[Image object location entries]
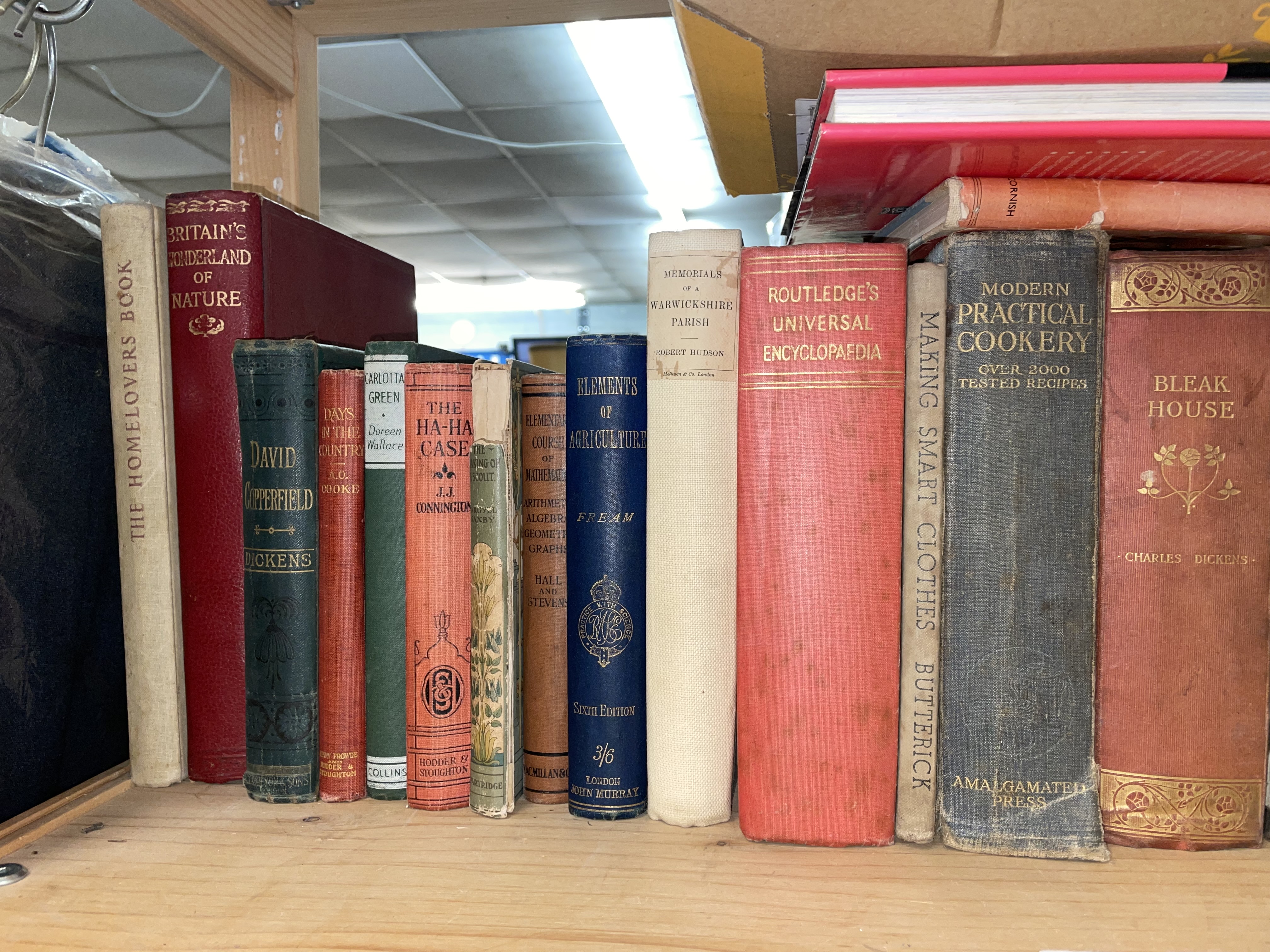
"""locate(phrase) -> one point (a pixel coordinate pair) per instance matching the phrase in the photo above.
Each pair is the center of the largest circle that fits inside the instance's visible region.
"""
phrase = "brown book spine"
(341, 588)
(1113, 205)
(439, 437)
(1185, 550)
(546, 609)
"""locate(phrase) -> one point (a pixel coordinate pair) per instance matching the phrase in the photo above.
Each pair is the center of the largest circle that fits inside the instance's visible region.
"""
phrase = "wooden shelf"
(201, 866)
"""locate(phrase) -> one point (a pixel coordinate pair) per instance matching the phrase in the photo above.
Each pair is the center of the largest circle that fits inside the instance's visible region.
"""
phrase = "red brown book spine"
(1184, 671)
(243, 267)
(439, 423)
(341, 588)
(216, 295)
(821, 427)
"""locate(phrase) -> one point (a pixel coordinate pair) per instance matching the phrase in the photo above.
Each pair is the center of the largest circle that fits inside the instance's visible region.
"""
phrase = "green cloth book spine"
(277, 391)
(385, 559)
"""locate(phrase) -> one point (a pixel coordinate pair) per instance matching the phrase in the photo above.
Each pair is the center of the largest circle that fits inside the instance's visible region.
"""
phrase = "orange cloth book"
(439, 437)
(341, 588)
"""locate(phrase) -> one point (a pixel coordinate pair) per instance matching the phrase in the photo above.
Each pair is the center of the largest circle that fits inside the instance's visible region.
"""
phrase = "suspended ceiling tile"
(482, 179)
(152, 155)
(168, 84)
(193, 183)
(606, 210)
(533, 241)
(360, 184)
(558, 264)
(507, 214)
(386, 74)
(79, 108)
(610, 295)
(395, 220)
(397, 141)
(453, 256)
(567, 122)
(335, 149)
(615, 238)
(587, 174)
(214, 139)
(112, 28)
(507, 65)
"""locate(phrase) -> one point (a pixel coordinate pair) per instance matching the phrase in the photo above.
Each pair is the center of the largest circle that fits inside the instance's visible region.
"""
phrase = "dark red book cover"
(341, 587)
(821, 426)
(243, 267)
(439, 725)
(1184, 671)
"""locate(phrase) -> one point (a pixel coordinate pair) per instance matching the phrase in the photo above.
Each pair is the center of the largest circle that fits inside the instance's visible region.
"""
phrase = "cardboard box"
(752, 59)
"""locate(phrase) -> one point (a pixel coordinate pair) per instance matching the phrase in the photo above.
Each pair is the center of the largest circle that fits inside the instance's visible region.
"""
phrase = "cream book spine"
(923, 554)
(134, 256)
(693, 320)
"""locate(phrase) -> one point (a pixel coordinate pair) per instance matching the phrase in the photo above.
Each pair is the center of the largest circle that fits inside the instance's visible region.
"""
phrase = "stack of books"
(944, 517)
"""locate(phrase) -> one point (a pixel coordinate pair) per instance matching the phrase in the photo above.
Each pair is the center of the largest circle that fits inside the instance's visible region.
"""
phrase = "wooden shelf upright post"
(273, 92)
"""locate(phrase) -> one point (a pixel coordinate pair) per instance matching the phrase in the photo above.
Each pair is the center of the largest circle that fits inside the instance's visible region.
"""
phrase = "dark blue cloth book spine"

_WRITTEN REQUEST_
Without the pictures, retype the whole of the material above exactly.

_CORRECT ANSWER_
"""locate(phrase) -> one point (a pixel coordinate pair) per instance matching the phrase in the photo above.
Each pair is the center of the largest circle that fits inside the instance's visible region.
"""
phrase = "brown book spine"
(341, 588)
(1113, 205)
(439, 437)
(1185, 550)
(546, 609)
"""locate(phrase) -> one point (a pixel coordinate pair) per instance matching the phrase in the photo above.
Each pair is the center of the largest circle that fits inside the instance's visible region.
"""
phrase = "wooden shelf"
(201, 866)
"""locate(phrase) -> one point (a pixel coordinate pair) per instance matching the phrase in the photo above.
Each pair is the center of the largest circle that fits inside the instance's visible region.
"""
phrase = "red brown book spine"
(1184, 671)
(243, 267)
(439, 423)
(341, 588)
(216, 295)
(821, 427)
"""locate(phrase) -> one point (a pixel coordinate pair) per instance matching the phrase in the photo above.
Each pair is the center of the largest circle that fits inside the instance's visible region.
"""
phrase = "green cloth book spine"
(277, 391)
(385, 559)
"""locate(phrase) -> one point (a pixel coordinate pair) per instance matching the phrase in the photo above.
Each pair is the center of the largest circle that fits inside the instance's visible region.
"""
phrase = "orange cloth book"
(439, 437)
(341, 588)
"""locate(phrase) -> one point (a pixel coordinate pair) per instance matching the phrase in the photo above.
Each pair is the center of the largest circle that fits inside the instance's visible region.
"""
phrase = "suspended ceiling tile"
(482, 179)
(152, 155)
(168, 84)
(193, 183)
(606, 210)
(533, 241)
(360, 184)
(558, 264)
(507, 214)
(386, 74)
(79, 108)
(610, 295)
(395, 220)
(397, 141)
(453, 256)
(567, 122)
(335, 149)
(615, 238)
(587, 174)
(214, 139)
(112, 28)
(507, 65)
"""locate(phrase) -> one point (a pixel coordinate pair) per instance matching the phrase in the photo above.
Each pair is the center of the largest circle that fits inside the instance's visible region.
"""
phrase = "dark red book cover"
(341, 587)
(821, 426)
(243, 267)
(439, 725)
(1184, 671)
"""locate(phrase) -> one point (a pixel coordinate pair) per instance matching the phrase in the photo above.
Each pair is the center of the largest circle that fits inside the instance's visible region.
"""
phrase = "cardboard box"
(752, 59)
"""locate(phrase) -> one point (a pixel coordinate pair) per instance matching the phrase in the photo above.
Each pair is the center of the largest circle that fits inside the instance's visible region.
"""
phrase = "cream book spine"
(923, 554)
(134, 256)
(693, 320)
"""locate(phrase) -> one point (a pixel coordinate pair) per instance matching the phrase in the photo above.
Each pair is the center of the largest circle that fits inside the instance's visible region.
"""
phrase = "stack of books"
(944, 517)
"""locate(phrase) -> one point (a pixel coordinate pair) per instance matching the phrase in the photo above.
Each pair is the center of the largest circle that fits inside the instance's visible region.
"""
phrase = "wooden shelf upright post"
(273, 92)
"""locate(phrase) -> one point (a pixel coordinate pair) per instance matching the phrase in the photo above.
Each pair is the center of the largest circle that fits inside the instance's visible region.
"""
phrase = "dark blue cloth book spine"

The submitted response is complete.